▶ **Written exercise**: Transcribe the records below exactly.

▶ **The records**:

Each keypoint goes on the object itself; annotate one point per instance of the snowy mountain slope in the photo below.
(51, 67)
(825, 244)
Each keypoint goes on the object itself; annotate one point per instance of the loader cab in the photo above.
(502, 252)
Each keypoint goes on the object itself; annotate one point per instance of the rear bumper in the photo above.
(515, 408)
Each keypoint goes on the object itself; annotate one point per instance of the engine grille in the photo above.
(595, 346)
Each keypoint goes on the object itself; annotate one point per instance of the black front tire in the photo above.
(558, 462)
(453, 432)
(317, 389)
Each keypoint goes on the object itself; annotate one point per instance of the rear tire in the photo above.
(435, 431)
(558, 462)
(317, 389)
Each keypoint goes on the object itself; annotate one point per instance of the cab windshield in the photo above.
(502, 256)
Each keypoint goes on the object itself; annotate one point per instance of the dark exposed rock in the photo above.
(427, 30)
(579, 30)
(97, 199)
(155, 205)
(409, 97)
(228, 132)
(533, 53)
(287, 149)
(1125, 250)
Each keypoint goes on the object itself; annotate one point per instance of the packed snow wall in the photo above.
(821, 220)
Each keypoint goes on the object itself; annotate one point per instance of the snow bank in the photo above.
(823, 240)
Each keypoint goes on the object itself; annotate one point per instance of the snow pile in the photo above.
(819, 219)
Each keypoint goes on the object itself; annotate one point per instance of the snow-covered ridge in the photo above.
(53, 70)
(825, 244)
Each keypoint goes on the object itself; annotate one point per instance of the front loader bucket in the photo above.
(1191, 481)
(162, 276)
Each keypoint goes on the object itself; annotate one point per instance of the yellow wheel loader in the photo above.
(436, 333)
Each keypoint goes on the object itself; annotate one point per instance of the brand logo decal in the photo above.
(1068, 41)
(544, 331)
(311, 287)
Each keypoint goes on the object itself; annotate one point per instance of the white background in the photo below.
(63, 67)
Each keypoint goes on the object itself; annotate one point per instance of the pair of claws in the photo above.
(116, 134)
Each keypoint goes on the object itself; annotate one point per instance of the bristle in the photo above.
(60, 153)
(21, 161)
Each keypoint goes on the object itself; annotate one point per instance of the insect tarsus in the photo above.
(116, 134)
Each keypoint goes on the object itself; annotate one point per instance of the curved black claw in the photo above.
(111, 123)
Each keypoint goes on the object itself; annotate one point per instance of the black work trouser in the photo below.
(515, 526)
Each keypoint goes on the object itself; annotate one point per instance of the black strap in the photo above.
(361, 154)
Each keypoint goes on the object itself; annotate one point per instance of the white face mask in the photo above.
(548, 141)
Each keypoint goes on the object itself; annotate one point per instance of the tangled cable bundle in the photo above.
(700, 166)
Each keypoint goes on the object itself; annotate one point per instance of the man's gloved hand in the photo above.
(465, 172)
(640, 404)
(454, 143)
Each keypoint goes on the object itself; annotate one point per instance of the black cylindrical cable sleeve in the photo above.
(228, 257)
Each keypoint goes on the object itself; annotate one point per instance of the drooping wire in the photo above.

▶ **Solved problem**:
Each keypoint goes on the object itself; annotate one point per instance of the snowy mountain slope in the photo below.
(51, 67)
(825, 244)
Each keypoint goes on the object itself; annotate one point per instance of the loader cab in the photo above.
(502, 252)
Each keypoint goes on the object itself; annotate one point per instance of the rear bumper in the photo above.
(515, 408)
Each keypoint goes on the object itself; annotate one point per instance of the engine grille in the photo above.
(595, 346)
Each keypoint goes on the object itself; annotate one point per instance of the black front tire in the photo above.
(558, 462)
(453, 432)
(317, 389)
Each keypoint goes on the object itself; annotate one point per instance of the rear tire in the photo above.
(435, 431)
(558, 462)
(317, 389)
Each keypoint goes on the object itself; annotate one point per instance of the cab windshield in the photo above.
(502, 256)
Each keypoint goes on the object itself; annotate one point per instance of the dark exposed rock in the photo above.
(427, 30)
(579, 30)
(97, 199)
(155, 205)
(409, 97)
(228, 132)
(533, 53)
(287, 149)
(1125, 250)
Each keypoint goes on the object itself; annotate one point per instance of the packed snow wall in the photo above.
(821, 220)
Each keypoint goes on the object itself; annotate one point per instance of the snow bank in the photo above.
(823, 240)
Each keypoint goes on the object itself; annotate one point per instance of the snow pile in the photo above.
(819, 219)
Each keypoint goes on the object itself; annotate one point per instance of the snow-covered ridge in the photo above.
(53, 70)
(825, 244)
Each keypoint goes on the object itself; annotate one point per instance of the front loader bucket in the photo above.
(1191, 481)
(162, 276)
Each keypoint goes on the object itself; annotate one point per instance of the yellow wheel loader in the photo above.
(436, 333)
Each keypoint goes on the object itself; annotate one point per instance of the brand logo decal in the photo above.
(1068, 41)
(544, 331)
(311, 287)
Each keypoint goes on the object itself; annotate one point per instance of the white background in the photo below.
(63, 67)
Each keypoint goes on the object itself; annotate one point per instance of the pair of claws in the photo above.
(116, 134)
Each keypoint goes on the object itself; annotate one point per instance of the bristle in the photo above.
(60, 153)
(21, 161)
Each keypoint goes on the object itself; annotate one point per instance of the insect tarsus in the photo above.
(116, 134)
Each keypoint goes on the object itself; annotate one point per instance of the curved black claw in the photo above.
(111, 123)
Each keypoint goes on the object itself; annotate one point per instance of the black work trouser in the photo below.
(515, 526)
Each keypoint goes on the object itself; annotate one point per instance of the black strap in the photo above.
(361, 154)
Each keypoint goes on the object itself; annotate one point per instance of the white face mask in the photo above.
(548, 141)
Each keypoint goes on the object itself; annotate one point per instance of the tangled cable bundle in the photo above.
(700, 166)
Each keypoint goes on the object itself; annotate one point per instance of the man's gloved hand in the photo above.
(465, 172)
(640, 404)
(454, 143)
Each keypoint goes on the object itself; annotate one point per instance of the black cylindrical cable sleeve in the photo above.
(228, 257)
Each keypoint goes on the object itself; annotate one point per instance of the drooping wire in the photo above.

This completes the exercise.